Quote word for word the passage of the Welsh manuscript text that begins with the words containing "Peniarth 51, otherwise" and ends with "and Rhys Brydydd.".

Selected text:
********

Peniarth 51, otherwise known as Llyfr Gwilym Tew ('the book of Gwilym Tew'), is a Welsh manuscript written in the second half of the 15th century. It is mostly in the hand of the bard Gwilym Tew. Although it is known that Gwilym wrote other manuscripts, Peniarth 51 is the only entire manuscript that can be proven to have been his work. It is kept in the National Library of Wales, Aberystwyth, as part of the Peniarth Manuscripts collection.

The texts contained in the manuscript include a poetic vocabulary compiled by Gwilym, drawing on sources such as the Book of Aneirin, which he possessed at the time, and Bwystori Serch, his own translation of the French text Bestiaire d'Amour by Richard de Fournival. Also included are historical triads and poetry by Dafydd ap Gwilym, Iolo Goch and Rhys Brydydd.

During the 16th century the manuscript was the property of the poet and genealogist Gruffudd Hiraethog, who may have acquired it from his friend and teacher Lewys Morgannwg. The signature of the poet Roger Kyffin (c. 1587 – 1609) from Denbighshire is in the manuscript. It became part of Robert Vaughan's Hengwrt library and then the Peniarth library.

==Bibliography==
- Graham C. G. Thomas, A Welsh Bestiary of Love (Dublin, 1988), pp. xviii–xix.

********

Records from a dataset:

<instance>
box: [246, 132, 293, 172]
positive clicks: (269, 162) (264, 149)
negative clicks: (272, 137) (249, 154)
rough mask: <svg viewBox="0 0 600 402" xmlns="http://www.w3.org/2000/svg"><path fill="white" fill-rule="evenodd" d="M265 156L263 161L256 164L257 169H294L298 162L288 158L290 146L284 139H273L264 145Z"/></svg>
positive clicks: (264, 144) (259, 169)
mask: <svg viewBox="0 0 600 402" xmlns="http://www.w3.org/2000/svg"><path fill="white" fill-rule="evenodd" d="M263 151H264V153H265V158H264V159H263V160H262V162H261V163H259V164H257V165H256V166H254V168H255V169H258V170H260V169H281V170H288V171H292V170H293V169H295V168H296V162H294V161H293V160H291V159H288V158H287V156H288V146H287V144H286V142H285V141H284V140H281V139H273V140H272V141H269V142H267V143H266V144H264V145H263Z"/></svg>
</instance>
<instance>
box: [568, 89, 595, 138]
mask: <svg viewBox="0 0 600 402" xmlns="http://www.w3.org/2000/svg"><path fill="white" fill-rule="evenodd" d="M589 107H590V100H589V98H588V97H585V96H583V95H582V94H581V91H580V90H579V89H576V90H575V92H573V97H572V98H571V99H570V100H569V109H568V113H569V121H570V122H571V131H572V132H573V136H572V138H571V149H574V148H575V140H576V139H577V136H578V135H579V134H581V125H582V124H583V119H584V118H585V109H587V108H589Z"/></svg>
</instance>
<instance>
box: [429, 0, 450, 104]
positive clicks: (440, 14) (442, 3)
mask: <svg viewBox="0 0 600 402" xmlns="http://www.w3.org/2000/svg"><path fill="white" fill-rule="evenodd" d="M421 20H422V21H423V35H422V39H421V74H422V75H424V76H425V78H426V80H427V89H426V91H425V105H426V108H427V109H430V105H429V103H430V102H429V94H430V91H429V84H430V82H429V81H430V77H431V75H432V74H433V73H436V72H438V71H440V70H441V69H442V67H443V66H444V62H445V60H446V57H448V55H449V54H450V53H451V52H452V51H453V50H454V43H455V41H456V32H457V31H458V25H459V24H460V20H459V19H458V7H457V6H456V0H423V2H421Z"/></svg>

********

Result of this exercise:
Peniarth 51, otherwise known as Llyfr Gwilym Tew ('the book of Gwilym Tew'), is a Welsh manuscript written in the second half of the 15th century. It is mostly in the hand of the bard Gwilym Tew. Although it is known that Gwilym wrote other manuscripts, Peniarth 51 is the only entire manuscript that can be proven to have been his work. It is kept in the National Library of Wales, Aberystwyth, as part of the Peniarth Manuscripts collection.

The texts contained in the manuscript include a poetic vocabulary compiled by Gwilym, drawing on sources such as the Book of Aneirin, which he possessed at the time, and Bwystori Serch, his own translation of the French text Bestiaire d'Amour by Richard de Fournival. Also included are historical triads and poetry by Dafydd ap Gwilym, Iolo Goch and Rhys Brydydd.